__Material for this exercise__.

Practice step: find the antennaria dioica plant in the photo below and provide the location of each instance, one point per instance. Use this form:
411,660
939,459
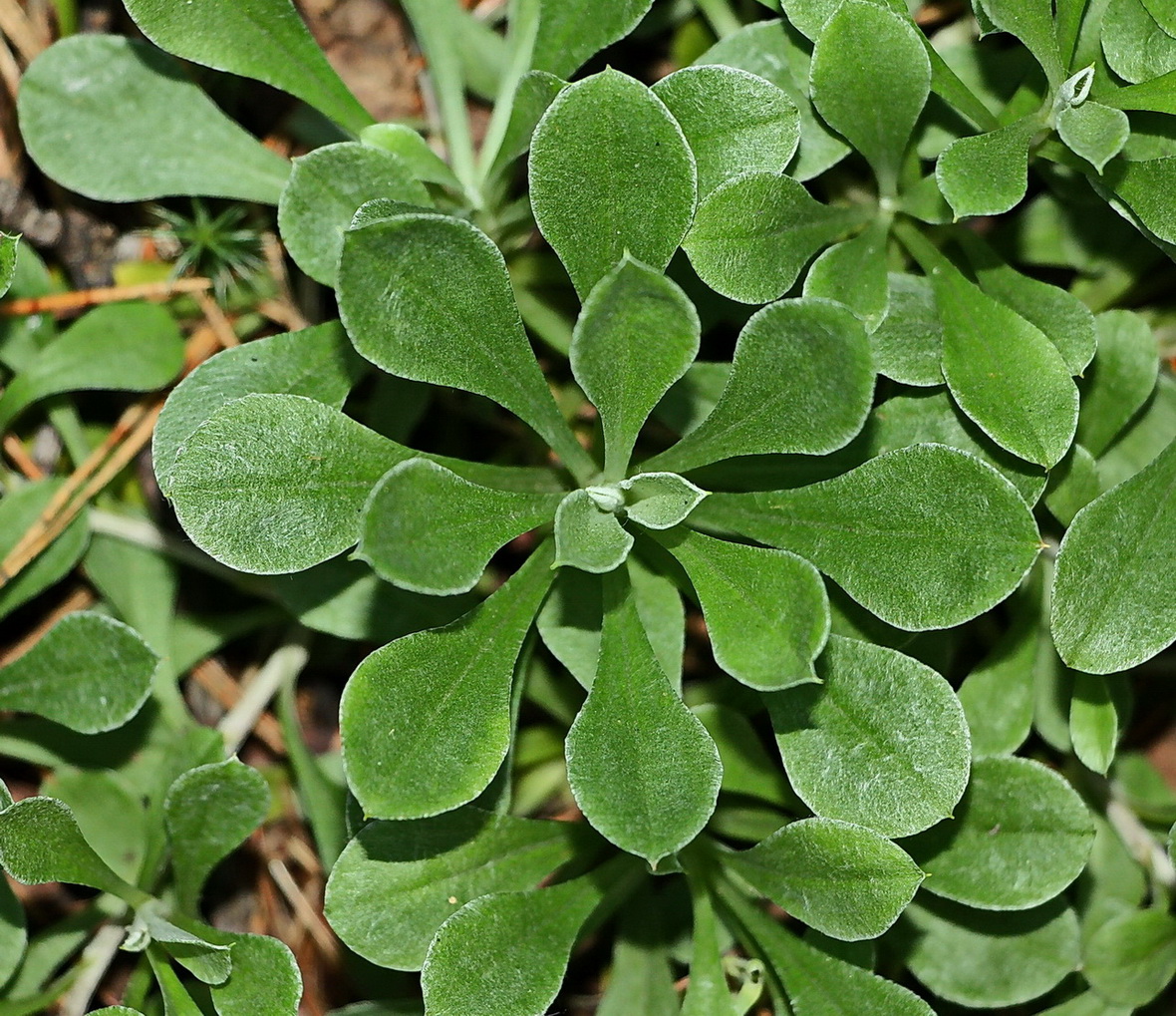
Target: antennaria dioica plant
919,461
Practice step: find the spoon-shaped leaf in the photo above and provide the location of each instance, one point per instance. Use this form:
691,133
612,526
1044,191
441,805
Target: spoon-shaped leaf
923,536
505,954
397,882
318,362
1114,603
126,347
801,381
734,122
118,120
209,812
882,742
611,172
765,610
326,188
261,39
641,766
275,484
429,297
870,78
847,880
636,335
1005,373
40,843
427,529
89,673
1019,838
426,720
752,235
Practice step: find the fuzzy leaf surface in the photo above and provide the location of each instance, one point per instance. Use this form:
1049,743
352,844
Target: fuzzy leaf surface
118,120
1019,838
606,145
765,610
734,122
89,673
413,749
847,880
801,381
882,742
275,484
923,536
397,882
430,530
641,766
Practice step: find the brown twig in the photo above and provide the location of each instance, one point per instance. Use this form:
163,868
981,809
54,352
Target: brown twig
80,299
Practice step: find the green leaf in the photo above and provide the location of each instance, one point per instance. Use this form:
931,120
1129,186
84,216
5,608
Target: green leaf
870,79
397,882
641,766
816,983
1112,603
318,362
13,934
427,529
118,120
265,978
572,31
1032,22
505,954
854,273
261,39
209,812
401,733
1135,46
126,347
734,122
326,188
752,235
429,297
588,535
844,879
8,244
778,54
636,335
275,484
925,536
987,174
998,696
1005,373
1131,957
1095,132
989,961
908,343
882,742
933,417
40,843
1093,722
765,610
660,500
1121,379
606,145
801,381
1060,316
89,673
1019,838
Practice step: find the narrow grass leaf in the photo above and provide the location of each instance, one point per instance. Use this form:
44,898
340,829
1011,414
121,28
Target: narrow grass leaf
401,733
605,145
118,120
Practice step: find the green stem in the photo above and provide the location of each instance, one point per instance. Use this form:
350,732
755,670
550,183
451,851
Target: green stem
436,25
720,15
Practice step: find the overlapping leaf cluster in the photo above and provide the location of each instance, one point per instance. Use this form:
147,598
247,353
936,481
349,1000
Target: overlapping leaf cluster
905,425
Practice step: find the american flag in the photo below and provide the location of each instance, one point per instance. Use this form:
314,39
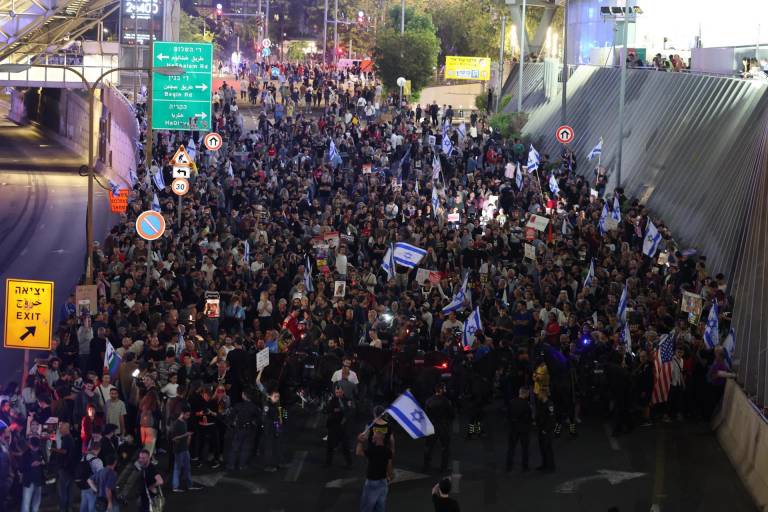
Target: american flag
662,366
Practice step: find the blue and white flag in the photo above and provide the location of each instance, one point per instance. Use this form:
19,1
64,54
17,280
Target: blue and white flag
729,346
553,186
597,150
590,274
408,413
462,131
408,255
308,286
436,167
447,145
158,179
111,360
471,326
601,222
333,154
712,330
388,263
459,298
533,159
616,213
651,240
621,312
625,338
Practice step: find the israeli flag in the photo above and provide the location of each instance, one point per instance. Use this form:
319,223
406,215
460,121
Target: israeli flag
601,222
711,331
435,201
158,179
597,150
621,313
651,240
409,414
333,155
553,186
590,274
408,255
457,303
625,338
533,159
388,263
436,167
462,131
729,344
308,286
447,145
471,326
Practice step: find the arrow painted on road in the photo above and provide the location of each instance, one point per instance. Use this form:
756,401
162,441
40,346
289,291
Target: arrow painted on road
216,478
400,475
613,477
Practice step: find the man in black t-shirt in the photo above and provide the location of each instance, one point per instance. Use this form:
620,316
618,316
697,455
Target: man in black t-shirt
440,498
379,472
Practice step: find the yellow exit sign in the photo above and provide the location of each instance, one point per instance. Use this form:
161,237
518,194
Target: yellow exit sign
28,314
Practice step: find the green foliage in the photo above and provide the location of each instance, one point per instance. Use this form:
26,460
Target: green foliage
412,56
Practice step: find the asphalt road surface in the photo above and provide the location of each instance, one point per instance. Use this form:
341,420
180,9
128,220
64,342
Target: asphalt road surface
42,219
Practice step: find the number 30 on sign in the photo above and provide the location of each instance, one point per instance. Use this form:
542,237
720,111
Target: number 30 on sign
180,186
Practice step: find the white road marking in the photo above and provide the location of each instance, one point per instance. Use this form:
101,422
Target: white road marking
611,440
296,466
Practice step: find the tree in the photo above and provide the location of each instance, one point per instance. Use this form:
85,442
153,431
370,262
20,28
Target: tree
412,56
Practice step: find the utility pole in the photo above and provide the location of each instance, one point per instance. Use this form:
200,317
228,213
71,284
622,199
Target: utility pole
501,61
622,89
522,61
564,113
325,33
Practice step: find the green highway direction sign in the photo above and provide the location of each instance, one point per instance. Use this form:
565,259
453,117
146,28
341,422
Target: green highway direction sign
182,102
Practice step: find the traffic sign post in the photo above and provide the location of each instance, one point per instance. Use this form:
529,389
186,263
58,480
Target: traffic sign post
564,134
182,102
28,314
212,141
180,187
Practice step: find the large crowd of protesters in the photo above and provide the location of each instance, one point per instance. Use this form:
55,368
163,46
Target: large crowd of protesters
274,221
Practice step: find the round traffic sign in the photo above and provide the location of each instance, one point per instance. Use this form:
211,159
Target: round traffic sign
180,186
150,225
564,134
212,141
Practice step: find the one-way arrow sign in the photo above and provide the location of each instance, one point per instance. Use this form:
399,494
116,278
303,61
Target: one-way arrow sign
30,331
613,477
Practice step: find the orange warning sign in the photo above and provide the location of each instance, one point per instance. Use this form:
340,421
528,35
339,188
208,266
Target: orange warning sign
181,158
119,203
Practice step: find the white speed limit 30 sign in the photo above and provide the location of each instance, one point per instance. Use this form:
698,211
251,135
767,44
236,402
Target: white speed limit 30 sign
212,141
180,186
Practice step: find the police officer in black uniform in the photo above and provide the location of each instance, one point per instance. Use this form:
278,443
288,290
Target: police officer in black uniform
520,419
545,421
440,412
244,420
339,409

__Activity__. Word for word, write out each of the records, but not the pictures.

__Exercise response__.
Practice step: find the antennaria dioica plant in the photo below and provide the location of each instance, one point per instance. Use this form:
411,660
939,459
Target: antennaria dioica plant
919,461
Practice step: find the spoon-shaped leaf in the photo above and provide the location of each instance, one point per instance. Use this form:
691,133
612,526
1044,191
441,805
Target: spoon-shaped leaf
923,536
505,954
397,882
318,362
1114,603
126,347
801,381
734,122
118,120
209,812
882,742
611,172
765,610
326,188
261,39
641,766
275,484
429,297
870,78
847,880
636,335
1005,373
40,843
427,529
89,673
1019,838
426,720
752,235
Practice step: find the fuzzy leaf surface in the photo above and provide the location of each instance, one point per instance. Use this form:
1049,743
352,844
Target: fuzzy leaf surface
118,120
1019,838
606,145
765,610
734,122
89,673
413,749
847,880
801,381
882,742
275,484
923,536
397,882
430,530
641,766
Practice step: find the brown twig in the photo above and provide the location of each instance, one point per instance. Use this form:
163,868
981,809
54,352
Target: brown twig
80,299
Practice step: find the green leaf in the photo above and provide the location of each instance, one point per instance. Use this form:
931,120
1129,186
84,216
5,608
Target: green leaf
870,79
397,882
641,766
816,983
1112,603
318,362
13,934
427,529
118,120
265,978
572,31
1032,22
505,954
854,273
261,39
209,812
401,733
1135,46
126,347
734,122
326,188
752,235
429,297
588,535
844,879
8,244
778,54
636,335
275,484
925,536
987,174
998,696
1005,373
1131,957
1095,132
989,961
908,343
882,742
933,417
40,843
1093,722
765,610
660,500
1121,379
606,145
801,381
1060,316
89,673
1019,838
Practice step: find the narrow grass leaf in the photo above and provide the location of each instance, one point per instance. Use this form:
44,898
340,829
1011,414
121,28
Target: narrow grass leaf
401,733
605,145
118,120
Practice step: find the green stem in the photo above and provide the location of each instance, one point per instance. Use this form:
350,732
755,670
550,183
451,851
Target: green stem
436,25
720,15
Practice step: find the overlapping leaf cluster in the photo above and provide the location of each instance, one point per instance. Use this form:
147,598
247,353
936,481
349,1000
Target: overlapping leaf cluster
905,425
Practice step: find the american flag in the photo below and provide the location of each instance, one point per instance. Use this form:
314,39
Target: american flag
662,366
Practice step: find the blue and white flag in the photo above and provide the location of each instance, one point per instance. Use this form:
19,1
64,54
17,280
Target: blue and white flag
729,346
553,186
597,150
590,274
408,413
462,131
408,255
308,286
436,167
447,145
158,179
111,360
471,326
601,222
333,154
712,330
388,263
459,298
533,159
616,213
651,240
621,312
625,338
Practice step: find the israeli flag in the photo above and provide the location of each instance, one point per instance. Use this form:
319,223
406,215
460,121
Target: israeli flag
601,222
711,331
435,201
158,179
597,150
621,313
651,240
409,414
333,155
553,186
590,274
408,255
457,303
625,338
533,159
388,263
436,167
462,131
729,344
308,286
447,145
471,326
Practice step: find the arrow painted on road in the photo above and provide the location of each instance, one point per instance. Use this form:
756,401
162,441
40,346
289,291
Target: arrow painted on road
216,478
400,475
613,477
Practice step: find the man in black t-shirt in the photo above and provide the location of each instance, one point per instance. Use this form:
620,316
618,316
697,455
Target: man in black t-shirt
440,498
379,472
Practice step: find the yellow exit sign in the photo above and provide the location of each instance, one point per instance. Use this form:
161,237
518,194
Target: yellow exit sign
28,314
Practice step: find the green foliage in the photo above and provide the location of each instance, one point per instance. Use this form:
26,460
Target: green foliage
412,56
Practice step: find the asphalt road surface in the photo above and provide the location of each instance, one point per instance. Use this form:
341,420
180,9
128,220
64,342
Target: asphalt road surface
42,219
Practice step: find the number 30 on sign in the photo above and provide the location of each instance, one point per instance. Use this form:
542,237
720,111
Target: number 30 on sign
180,186
Practice step: find the white road marking in the photo above and provide the location of each instance, one point per instance. Use this form:
101,422
Target: white road marking
611,440
296,466
Practice step: find the tree in the photo above and provide the location of each instance, one point per instance. Use this form:
85,442
153,431
370,262
20,28
Target: tree
412,56
Practice step: find the utility pole in the photo above and provide the location of each instance, one point per instance. Use this form:
200,317
228,213
71,284
622,199
Target: utility pole
501,61
622,89
522,61
564,113
325,33
Practice step: find the green highway direction sign in the photo above and provide the location of each instance, one point per instance. Use this form:
565,259
453,117
146,28
341,422
Target: green highway direction sign
182,102
Practice step: find the traffic sign post in the photo above and provide the location of each instance, one point per instance. Use this form:
529,389
186,263
58,480
Target: traffic sign post
564,134
182,102
28,314
212,141
180,187
Practice step: find the large crowd of protesters in the photo above and provide the location of each instance, one point per instance. Use this form:
55,368
163,46
Target: large crowd of protesters
274,221
Practice step: find the round traffic sign in the photo above and provide the location of each instance, one point per instance. Use this form:
211,159
Target: round traffic sign
180,186
150,225
564,134
212,141
Practice step: find the one-way arrow sign in the photo above and provide the location of each instance, one point per instance. Use this form:
399,494
116,278
303,61
Target: one-way arrow sign
30,331
613,477
Practice step: find the orange warning sign in the photo above and provide the location of each instance, one point per instance. Use this form:
340,421
528,35
339,188
208,266
Target: orange warning sign
181,158
119,203
Practice step: find the white speed limit 30 sign in the photo above and provide the location of each instance, one point per instance. Use this form:
698,211
251,135
767,44
236,402
Target: white speed limit 30 sign
212,141
180,186
Practice step: find the police officer in black uniform in the photo above and provide the location of each instance, one point per instance. Use this form:
278,443
288,290
Target: police officer in black uniform
520,419
545,421
440,412
244,420
339,409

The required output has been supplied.